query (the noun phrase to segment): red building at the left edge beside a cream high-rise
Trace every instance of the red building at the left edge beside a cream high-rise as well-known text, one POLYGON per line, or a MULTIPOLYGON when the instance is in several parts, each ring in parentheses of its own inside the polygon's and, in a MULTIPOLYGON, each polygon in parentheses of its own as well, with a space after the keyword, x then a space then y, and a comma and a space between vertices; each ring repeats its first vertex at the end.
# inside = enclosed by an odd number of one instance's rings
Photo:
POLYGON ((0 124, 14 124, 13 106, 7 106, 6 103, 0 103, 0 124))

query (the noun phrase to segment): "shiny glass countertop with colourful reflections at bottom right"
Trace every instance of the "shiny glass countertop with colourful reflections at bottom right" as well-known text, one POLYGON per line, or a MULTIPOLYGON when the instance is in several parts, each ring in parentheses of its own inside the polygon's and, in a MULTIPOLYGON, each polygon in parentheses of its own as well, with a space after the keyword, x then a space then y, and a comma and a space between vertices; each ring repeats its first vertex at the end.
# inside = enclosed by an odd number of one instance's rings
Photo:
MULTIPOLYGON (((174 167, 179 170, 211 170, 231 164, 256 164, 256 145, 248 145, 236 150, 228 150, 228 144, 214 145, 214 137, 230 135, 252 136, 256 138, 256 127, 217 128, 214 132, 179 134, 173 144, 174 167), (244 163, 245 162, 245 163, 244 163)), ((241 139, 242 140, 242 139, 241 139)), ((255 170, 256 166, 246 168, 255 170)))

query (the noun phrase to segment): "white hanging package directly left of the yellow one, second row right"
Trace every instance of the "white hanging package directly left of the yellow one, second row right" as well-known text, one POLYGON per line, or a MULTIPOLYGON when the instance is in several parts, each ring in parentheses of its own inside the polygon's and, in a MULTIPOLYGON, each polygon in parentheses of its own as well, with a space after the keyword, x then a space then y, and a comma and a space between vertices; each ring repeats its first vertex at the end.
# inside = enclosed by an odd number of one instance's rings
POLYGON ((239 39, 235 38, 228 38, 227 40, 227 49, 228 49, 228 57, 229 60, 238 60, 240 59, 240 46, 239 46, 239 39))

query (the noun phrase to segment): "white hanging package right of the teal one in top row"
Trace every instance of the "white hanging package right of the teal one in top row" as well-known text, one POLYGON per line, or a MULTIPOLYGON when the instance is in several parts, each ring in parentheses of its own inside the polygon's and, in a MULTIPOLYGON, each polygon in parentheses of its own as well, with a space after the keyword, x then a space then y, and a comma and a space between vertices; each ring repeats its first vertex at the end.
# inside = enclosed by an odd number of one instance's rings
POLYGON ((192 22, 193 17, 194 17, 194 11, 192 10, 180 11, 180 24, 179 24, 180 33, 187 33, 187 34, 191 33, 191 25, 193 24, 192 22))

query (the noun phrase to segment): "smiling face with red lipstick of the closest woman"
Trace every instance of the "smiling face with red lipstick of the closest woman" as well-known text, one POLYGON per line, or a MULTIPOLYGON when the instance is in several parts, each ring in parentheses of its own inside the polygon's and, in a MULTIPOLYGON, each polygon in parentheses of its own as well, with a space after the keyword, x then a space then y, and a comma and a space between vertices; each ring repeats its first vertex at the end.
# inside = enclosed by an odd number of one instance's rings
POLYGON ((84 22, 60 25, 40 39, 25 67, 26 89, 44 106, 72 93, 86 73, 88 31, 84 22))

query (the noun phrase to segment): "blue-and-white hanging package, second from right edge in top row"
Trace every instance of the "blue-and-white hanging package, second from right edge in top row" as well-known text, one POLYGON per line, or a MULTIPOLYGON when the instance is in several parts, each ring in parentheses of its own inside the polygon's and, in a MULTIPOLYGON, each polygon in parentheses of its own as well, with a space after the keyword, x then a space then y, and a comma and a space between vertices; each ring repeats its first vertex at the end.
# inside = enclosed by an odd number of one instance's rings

================================

EXERCISE DESCRIPTION -> Search the material above for the word "teal", and return each line that holds it.

RESPONSE TO THE TASK ->
query (the noun phrase to segment): "white hanging package right of the teal one in top row"
Trace every instance of the "white hanging package right of the teal one in top row" as well-known text, one POLYGON per line, or a MULTIPOLYGON when the instance is in several parts, each ring in parentheses of its own inside the polygon's and, in a MULTIPOLYGON, each polygon in parentheses of its own as well, with a space after the keyword, x then a space then y, and a comma and a space between vertices; each ring repeats its first vertex at the end.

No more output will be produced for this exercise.